▸ **EXERCISE REQUIREMENTS**:
**A)** In the forum post about segmentation faults, at roughly what array size does the segmentation fault appear?
**B)** Say whether each statement agrees with the forum post about segmentation faults, and back each yes or no with the deciding words of the post, quoted exactly. (i) The program was written in February. (ii) Removing the print statement made the segmentation faults stop. (iii) The program solves regular linear systems.
**C)** Write the next part of the forum post about segmentation faults, starting after its last sentence.

▸ **SUPPLIED TEXT**:
======
Re: Segmentation faults with huge arrays with sources that shoudl actually work

paconrad · ‎08-18-2020

I have recently tried to add a print statement in a program that I had written in February.

he program does solve regular linear systems via iterative linear projection as I call it. But that doesn't matter.

A print emit actually shouldn't change the program's stability.

But, when executing the binary I immediately get a segmentation fault when working with arrays approximately greater than 400x400. Therefore, I removed the print statement and in opposite of what I had expected I get segmentation faults wether there is the print emit or not.

Of course, as the program works it computes arithmetically correct results as I have examined.
======
▸ **DATASET EXTRACT**:

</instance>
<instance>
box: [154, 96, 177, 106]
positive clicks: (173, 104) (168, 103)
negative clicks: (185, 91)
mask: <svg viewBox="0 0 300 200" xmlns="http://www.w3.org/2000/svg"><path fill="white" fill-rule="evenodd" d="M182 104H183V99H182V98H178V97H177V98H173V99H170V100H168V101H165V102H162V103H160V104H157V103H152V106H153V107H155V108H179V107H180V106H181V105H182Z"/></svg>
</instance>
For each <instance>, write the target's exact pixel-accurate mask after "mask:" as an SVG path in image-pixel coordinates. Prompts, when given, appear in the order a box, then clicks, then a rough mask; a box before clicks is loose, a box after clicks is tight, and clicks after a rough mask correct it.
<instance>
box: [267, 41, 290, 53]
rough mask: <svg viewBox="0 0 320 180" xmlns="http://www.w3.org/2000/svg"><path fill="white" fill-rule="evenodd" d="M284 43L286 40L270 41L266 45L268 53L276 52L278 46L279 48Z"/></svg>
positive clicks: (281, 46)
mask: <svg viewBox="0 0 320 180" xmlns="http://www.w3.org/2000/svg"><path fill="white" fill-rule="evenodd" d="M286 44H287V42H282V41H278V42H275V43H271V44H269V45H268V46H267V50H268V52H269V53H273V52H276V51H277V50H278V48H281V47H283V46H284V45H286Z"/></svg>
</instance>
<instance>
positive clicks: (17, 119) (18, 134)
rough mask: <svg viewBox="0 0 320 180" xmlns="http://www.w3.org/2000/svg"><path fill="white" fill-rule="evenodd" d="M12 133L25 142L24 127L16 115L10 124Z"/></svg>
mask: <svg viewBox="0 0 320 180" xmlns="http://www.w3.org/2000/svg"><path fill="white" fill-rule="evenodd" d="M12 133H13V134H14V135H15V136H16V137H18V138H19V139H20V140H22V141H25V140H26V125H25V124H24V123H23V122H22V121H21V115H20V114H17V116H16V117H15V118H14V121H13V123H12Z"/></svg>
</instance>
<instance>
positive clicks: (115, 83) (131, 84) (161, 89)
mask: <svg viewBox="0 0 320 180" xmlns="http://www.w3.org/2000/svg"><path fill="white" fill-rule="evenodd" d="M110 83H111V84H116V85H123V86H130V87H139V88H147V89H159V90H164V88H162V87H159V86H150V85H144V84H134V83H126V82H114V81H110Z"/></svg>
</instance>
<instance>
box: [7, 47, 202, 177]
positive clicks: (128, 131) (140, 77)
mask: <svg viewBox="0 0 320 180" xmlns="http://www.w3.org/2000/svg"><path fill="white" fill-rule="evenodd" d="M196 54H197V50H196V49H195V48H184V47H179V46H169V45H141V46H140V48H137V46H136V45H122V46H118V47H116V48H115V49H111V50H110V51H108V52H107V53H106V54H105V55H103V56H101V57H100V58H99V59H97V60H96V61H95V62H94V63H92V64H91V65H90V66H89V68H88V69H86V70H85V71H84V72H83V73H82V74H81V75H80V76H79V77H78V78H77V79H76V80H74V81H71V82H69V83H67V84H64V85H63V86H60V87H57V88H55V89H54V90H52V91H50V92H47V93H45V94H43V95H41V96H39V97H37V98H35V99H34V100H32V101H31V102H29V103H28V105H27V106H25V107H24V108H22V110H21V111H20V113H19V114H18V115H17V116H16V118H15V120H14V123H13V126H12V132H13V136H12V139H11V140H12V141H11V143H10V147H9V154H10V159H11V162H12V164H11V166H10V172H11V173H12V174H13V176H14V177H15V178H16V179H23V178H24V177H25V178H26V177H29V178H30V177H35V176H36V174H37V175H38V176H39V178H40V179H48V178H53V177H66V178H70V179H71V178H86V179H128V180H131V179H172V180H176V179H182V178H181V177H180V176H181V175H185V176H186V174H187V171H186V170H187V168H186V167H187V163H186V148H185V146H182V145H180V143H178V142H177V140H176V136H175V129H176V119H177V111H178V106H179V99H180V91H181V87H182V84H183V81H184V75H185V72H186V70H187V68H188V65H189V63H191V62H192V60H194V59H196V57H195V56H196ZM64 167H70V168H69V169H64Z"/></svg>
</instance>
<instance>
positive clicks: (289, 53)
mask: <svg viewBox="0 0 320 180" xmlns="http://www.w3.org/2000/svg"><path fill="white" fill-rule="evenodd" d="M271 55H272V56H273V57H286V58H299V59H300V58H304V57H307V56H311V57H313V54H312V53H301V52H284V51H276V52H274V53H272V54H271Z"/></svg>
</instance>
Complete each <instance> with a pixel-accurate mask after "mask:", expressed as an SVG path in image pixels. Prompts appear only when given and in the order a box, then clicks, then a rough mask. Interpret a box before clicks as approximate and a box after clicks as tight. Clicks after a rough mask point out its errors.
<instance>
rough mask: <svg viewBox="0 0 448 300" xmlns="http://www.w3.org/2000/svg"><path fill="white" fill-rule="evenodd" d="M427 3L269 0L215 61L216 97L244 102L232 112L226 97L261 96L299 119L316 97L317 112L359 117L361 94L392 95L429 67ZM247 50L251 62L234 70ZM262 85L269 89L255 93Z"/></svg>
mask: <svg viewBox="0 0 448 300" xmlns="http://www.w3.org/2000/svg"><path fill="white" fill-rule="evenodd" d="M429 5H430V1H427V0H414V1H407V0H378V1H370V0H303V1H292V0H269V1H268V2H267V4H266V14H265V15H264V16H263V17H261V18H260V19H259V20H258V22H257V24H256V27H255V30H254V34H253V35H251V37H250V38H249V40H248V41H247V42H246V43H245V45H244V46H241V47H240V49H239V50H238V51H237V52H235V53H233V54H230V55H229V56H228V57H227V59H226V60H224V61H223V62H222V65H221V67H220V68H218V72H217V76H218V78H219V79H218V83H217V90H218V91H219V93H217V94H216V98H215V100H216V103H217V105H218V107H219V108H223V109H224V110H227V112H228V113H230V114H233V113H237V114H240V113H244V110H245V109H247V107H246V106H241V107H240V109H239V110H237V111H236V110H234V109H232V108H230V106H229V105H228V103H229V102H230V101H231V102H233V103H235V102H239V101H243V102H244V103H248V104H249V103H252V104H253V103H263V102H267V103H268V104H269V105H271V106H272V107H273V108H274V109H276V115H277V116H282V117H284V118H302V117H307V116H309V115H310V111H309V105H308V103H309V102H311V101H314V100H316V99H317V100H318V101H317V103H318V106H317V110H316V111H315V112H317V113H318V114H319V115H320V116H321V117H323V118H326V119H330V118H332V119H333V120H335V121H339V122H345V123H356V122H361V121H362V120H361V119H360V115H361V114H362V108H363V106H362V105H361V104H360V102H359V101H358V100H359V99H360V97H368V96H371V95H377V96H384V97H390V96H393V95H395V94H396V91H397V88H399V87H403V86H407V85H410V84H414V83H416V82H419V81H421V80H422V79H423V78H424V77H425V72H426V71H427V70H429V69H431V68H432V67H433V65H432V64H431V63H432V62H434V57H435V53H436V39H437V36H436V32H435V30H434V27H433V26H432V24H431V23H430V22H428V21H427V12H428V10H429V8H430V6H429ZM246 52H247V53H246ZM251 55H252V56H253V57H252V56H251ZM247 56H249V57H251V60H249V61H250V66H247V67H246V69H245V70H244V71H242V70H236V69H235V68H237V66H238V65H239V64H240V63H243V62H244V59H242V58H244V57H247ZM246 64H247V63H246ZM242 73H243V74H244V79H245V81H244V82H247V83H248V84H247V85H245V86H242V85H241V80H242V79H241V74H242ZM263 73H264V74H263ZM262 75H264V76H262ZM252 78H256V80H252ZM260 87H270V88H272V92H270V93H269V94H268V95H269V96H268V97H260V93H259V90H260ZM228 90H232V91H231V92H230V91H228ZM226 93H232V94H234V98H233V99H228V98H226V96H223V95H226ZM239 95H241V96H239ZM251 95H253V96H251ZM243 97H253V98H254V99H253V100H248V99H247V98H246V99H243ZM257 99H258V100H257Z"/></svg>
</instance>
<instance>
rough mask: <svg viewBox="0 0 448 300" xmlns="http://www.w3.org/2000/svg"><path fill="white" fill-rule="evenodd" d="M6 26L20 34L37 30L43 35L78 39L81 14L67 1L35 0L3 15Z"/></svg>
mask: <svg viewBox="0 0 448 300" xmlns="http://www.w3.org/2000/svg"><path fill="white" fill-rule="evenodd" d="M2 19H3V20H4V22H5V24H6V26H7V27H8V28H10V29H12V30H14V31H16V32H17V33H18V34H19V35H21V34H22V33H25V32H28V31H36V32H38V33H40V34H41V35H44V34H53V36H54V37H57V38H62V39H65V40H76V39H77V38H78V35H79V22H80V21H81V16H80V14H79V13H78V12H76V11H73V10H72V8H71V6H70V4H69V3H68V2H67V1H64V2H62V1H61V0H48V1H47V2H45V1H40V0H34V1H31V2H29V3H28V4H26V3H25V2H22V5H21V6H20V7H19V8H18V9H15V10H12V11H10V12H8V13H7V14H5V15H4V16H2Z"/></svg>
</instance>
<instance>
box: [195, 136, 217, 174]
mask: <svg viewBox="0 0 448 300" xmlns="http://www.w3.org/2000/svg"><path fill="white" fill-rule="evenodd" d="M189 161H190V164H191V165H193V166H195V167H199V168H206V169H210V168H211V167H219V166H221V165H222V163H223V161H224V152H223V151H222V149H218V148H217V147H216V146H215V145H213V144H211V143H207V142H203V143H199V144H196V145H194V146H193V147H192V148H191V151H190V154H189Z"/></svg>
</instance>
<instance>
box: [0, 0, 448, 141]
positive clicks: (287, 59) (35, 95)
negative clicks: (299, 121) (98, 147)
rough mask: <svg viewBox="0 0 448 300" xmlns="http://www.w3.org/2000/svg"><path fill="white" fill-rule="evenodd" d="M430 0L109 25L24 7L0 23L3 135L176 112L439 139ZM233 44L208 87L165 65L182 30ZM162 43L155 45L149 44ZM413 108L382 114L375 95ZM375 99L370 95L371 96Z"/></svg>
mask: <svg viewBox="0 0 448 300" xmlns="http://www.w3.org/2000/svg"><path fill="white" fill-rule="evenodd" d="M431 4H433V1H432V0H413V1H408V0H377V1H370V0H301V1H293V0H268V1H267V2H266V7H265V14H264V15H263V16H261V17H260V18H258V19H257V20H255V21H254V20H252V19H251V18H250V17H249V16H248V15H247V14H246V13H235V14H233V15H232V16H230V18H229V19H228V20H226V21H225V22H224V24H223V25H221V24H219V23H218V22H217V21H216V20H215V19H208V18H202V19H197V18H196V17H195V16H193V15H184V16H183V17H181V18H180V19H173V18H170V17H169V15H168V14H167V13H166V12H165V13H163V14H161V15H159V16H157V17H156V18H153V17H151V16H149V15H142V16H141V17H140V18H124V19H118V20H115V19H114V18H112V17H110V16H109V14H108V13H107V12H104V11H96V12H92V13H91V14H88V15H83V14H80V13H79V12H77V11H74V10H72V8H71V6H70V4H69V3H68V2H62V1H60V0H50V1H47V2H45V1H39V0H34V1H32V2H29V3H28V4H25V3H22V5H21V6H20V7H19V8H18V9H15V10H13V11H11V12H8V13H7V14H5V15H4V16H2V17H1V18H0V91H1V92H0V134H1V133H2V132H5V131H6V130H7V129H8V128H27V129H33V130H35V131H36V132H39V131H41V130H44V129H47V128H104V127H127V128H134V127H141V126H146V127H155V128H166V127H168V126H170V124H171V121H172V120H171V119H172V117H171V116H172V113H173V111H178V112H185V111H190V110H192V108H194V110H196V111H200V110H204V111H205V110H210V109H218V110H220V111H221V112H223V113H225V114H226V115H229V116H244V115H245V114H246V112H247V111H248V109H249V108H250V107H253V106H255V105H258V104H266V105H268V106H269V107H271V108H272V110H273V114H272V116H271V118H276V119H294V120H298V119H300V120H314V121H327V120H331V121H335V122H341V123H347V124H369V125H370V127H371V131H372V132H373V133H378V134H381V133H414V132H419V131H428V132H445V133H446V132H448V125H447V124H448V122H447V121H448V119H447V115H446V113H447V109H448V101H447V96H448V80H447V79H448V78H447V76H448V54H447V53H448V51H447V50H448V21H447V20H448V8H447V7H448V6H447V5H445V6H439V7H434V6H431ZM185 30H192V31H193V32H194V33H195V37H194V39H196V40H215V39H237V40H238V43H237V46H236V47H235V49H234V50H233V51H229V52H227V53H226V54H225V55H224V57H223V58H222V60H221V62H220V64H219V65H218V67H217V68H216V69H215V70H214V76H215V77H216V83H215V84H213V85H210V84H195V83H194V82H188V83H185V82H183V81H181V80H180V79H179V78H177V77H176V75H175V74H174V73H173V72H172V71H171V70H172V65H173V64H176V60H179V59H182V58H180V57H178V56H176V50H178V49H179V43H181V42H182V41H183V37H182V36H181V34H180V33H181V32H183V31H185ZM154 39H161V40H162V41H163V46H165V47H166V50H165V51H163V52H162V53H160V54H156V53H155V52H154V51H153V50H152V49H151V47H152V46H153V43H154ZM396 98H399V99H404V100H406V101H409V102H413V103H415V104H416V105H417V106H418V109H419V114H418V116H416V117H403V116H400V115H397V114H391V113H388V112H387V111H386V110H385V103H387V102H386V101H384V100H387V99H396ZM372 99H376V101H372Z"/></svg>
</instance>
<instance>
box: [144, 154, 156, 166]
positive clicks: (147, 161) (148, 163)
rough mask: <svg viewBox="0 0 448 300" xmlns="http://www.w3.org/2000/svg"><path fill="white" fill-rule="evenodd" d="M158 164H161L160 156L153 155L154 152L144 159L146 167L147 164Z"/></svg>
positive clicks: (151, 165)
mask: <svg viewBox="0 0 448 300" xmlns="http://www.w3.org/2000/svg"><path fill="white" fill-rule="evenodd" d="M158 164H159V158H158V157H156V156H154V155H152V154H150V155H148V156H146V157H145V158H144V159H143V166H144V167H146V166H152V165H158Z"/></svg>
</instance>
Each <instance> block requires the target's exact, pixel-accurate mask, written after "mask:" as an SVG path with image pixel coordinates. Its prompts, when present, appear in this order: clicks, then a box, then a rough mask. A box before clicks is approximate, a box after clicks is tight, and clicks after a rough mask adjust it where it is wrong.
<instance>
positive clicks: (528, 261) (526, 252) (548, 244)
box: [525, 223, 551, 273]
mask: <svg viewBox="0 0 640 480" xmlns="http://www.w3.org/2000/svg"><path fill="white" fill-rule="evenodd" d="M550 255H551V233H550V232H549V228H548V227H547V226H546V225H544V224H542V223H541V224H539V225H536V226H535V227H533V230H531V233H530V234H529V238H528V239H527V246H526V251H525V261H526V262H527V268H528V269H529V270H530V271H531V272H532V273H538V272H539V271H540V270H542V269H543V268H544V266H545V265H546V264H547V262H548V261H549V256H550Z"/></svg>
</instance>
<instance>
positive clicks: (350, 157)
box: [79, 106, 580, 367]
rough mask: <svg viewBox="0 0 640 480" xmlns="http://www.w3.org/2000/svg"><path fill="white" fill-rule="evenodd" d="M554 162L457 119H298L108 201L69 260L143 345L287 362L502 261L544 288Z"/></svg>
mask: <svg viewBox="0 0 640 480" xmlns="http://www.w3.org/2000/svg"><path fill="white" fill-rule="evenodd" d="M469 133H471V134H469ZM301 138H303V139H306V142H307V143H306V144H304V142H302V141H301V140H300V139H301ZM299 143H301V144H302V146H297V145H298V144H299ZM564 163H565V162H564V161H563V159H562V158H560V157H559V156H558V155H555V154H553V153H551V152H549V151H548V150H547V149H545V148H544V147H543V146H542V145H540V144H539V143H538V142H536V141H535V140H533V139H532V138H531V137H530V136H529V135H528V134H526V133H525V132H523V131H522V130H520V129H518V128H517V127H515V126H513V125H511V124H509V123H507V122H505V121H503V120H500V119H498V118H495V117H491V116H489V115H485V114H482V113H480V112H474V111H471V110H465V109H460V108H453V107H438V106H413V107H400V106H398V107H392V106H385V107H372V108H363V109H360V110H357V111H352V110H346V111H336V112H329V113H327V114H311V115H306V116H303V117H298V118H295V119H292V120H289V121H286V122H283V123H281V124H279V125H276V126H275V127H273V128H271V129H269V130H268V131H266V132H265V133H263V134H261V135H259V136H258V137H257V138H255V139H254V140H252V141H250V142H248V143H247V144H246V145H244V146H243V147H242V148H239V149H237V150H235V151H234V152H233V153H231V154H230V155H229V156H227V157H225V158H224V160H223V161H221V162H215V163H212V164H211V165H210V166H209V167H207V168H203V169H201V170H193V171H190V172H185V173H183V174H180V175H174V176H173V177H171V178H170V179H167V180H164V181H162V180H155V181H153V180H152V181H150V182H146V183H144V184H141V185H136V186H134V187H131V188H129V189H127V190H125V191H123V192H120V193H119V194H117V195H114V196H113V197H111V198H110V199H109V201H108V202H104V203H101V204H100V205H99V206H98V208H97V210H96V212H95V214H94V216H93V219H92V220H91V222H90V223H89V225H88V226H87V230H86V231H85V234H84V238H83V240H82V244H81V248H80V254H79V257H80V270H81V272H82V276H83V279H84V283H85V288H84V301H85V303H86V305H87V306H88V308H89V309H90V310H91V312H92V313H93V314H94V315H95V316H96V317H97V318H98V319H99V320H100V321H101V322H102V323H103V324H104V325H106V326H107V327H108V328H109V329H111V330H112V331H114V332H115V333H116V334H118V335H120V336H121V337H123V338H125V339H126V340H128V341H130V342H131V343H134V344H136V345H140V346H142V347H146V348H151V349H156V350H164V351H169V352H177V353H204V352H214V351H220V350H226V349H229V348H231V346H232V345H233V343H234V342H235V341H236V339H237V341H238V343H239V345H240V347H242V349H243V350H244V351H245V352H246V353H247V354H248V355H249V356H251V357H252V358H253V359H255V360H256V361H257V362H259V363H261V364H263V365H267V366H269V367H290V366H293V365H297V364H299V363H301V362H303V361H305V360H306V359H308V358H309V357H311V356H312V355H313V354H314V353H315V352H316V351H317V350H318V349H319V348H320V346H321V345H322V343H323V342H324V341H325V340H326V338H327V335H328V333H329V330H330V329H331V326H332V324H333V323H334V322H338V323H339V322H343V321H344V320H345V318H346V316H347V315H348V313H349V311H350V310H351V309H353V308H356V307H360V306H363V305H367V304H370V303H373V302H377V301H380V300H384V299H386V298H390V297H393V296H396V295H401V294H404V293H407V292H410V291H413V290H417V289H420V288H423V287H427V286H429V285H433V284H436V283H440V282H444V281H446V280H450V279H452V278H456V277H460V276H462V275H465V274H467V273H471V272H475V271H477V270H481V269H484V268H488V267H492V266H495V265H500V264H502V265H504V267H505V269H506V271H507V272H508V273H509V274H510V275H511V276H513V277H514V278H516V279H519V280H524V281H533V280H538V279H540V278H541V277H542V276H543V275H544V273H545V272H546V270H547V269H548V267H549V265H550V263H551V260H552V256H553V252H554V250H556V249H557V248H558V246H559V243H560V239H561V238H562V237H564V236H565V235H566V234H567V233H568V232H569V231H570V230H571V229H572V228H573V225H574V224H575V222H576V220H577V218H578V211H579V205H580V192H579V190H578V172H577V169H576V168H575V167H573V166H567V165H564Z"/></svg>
======
▸ **EXPECTED RESPONSES**:
**A)** It appears with arrays approximately greater than 400x400.

**B)**
(i) Yes: "a program that I had written in February."
(ii) No: "I get segmentation faults wether there is the print emit or not."
(iii) Yes: "does solve regular linear systems via iterative linear projection"

**C)**
This is really crazy behavior because I had edited the sources in February last time and I still have some "old" binaries from that time. These "old" binaries still work up to array sizes that I can hardly handle limited by memory size without producing any faults and outputting arithmetically correct results too, of course.

At the end of July I have completely reinstalled my Computer running Ubuntu 20.04 due to an SSD exchange. Considering these circumstances I assume that there is something deeply broken with my compiler.

I compile the source via »ifort -o geometric_linsolve_main geometric_linsolve_main.f90«

Here is my source code:

program linsolve_mainprogram
implicit none

integer(8) :: N
real(8) :: sttm_0, edtm_0, mainprogramtime
real(8), allocatable :: SoLEQ(:,:)
real(8), allocatable :: sv_0(:,:)

open(1, file='/mnt/ramdisk0/N.unf', form='unformatted')
read(1) N
close(1)
allocate(SoLEQ(N, N+1))
allocate(sv_0(N+1, 1))

open(100, file='/mnt/ramdisk0/SoLEQ.unf', form='unformatted')
read(100) SoLEQ
close(100)

call cpu_time(sttm_0)
call linsolve_subroutine(SoLEQ, N, sv_0)
call cpu_time(edtm_0)

open(10, file='/mnt/ramdisk0/sol_vector.unf', form='unformatted')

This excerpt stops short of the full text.